For the production, distribution and sale of vegetable and animal oils, at least 80 percent local raw materials must be used, while for production of Monosodium Glutamate (MSG), local raw materials must be used for the first three years of production.

Non-food manufacturing

Generally, there is no requirement for a local partner when manufacturing non-foods. A JV is required only for a few selected sectors including the production, distribution and sale of cotton threads, various types of paper, rubber, plastic and leather.

“Notification 1/2013 does not set out a lot of local content requirements in non-food, cosmetics and cigarettes being the main exceptions, but in our experience the Ministry of Industry may request the use of a certain amount of local raw materials,” Edwin explained. The Ministry of Industry provides recommendations to the MIC about the feasibility of proposed manufacturing investment projects.

Land used for manufacturing that is leased from the government or private parties must be obtained with the permission of the MIC. “Generally a minimum capital amount of $500,000 is required for manufacturing companies with an investment permit,” Edwin said.

Agriculture, forestry, livestock and fisheries

“Currently, we mostly see interest in palm oil, sugar, rubber, rice and livestock. Although some agricultural and livestock activities feature on the list of activities that require a JV, it is our view that the government may in practice decide to allow large investment projects in this field that are considered particularly beneficial to the country on a fully foreign-owned basis,” Edwin said.

§ DATA UNDER STUDY
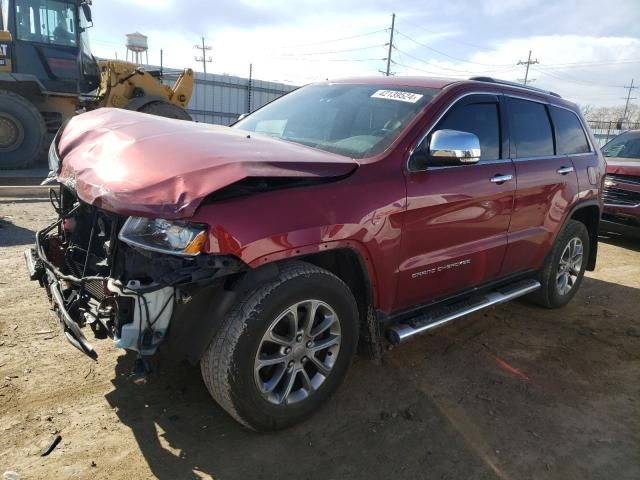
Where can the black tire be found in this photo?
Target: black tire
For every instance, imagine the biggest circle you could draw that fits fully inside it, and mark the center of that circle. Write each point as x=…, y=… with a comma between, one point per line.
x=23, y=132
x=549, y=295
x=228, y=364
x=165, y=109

==

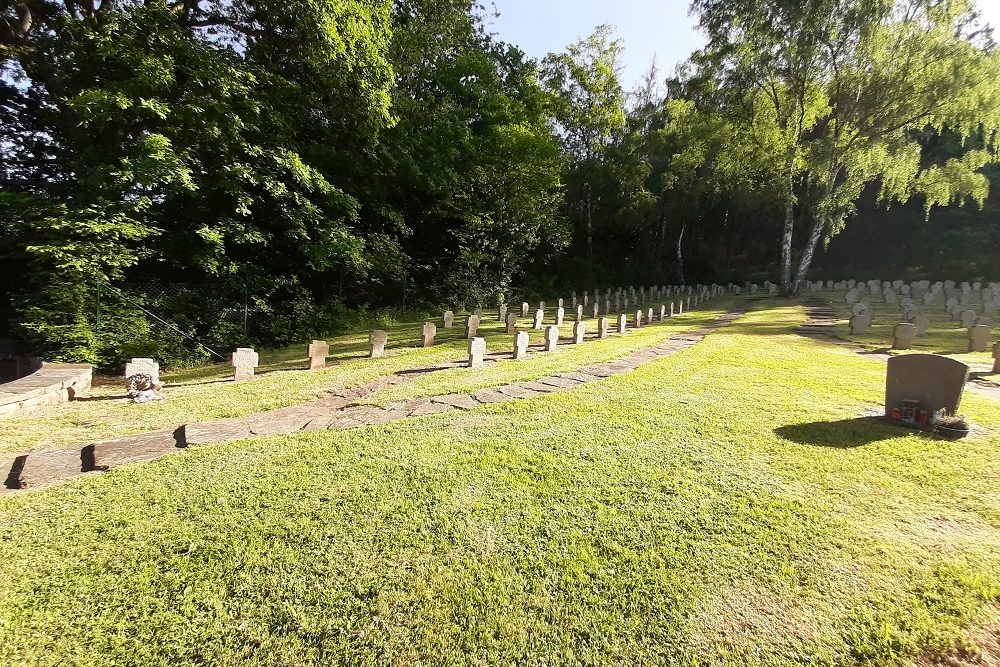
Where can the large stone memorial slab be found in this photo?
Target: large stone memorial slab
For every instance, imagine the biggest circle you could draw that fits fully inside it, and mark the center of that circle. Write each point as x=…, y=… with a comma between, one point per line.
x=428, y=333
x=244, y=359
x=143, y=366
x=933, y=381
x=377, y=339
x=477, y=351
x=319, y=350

---

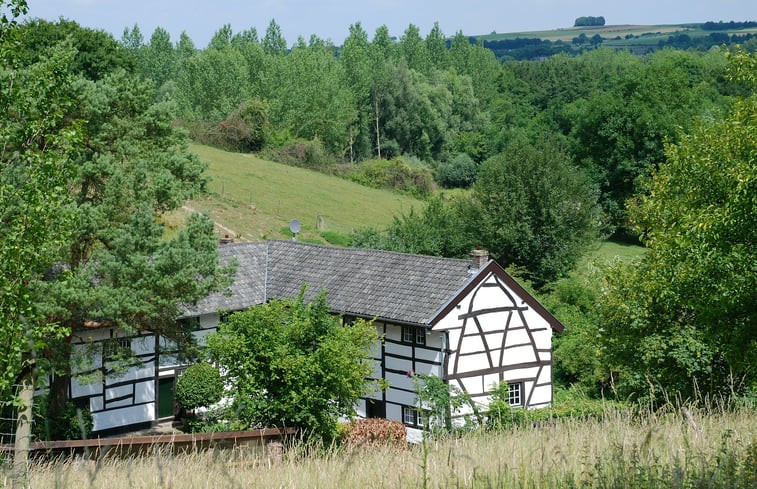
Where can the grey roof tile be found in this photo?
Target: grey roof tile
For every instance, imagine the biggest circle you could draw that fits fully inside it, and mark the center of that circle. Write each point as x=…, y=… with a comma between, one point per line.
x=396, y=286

§ EXERCISE GOAL
Could you transcribe the passage on local raw material and joint venture rules for manufacturing and agriculture, word for word and in full?

§ ANSWER SPACE
For the production, distribution and sale of vegetable and animal oils, at least 80 percent local raw materials must be used, while for production of Monosodium Glutamate (MSG), local raw materials must be used for the first three years of production.

Non-food manufacturing

Generally, there is no requirement for a local partner when manufacturing non-foods. A JV is required only for a few selected sectors including the production, distribution and sale of cotton threads, various types of paper, rubber, plastic and leather.

“Notification 1/2013 does not set out a lot of local content requirements in non-food, cosmetics and cigarettes being the main exceptions, but in our experience the Ministry of Industry may request the use of a certain amount of local raw materials,” Edwin explained. The Ministry of Industry provides recommendations to the MIC about the feasibility of proposed manufacturing investment projects.

Land used for manufacturing that is leased from the government or private parties must be obtained with the permission of the MIC. “Generally a minimum capital amount of $500,000 is required for manufacturing companies with an investment permit,” Edwin said.

Agriculture, forestry, livestock and fisheries

“Currently, we mostly see interest in palm oil, sugar, rubber, rice and livestock. Although some agricultural and livestock activities feature on the list of activities that require a JV, it is our view that the government may in practice decide to allow large investment projects in this field that are considered particularly beneficial to the country on a fully foreign-owned basis,” Edwin said.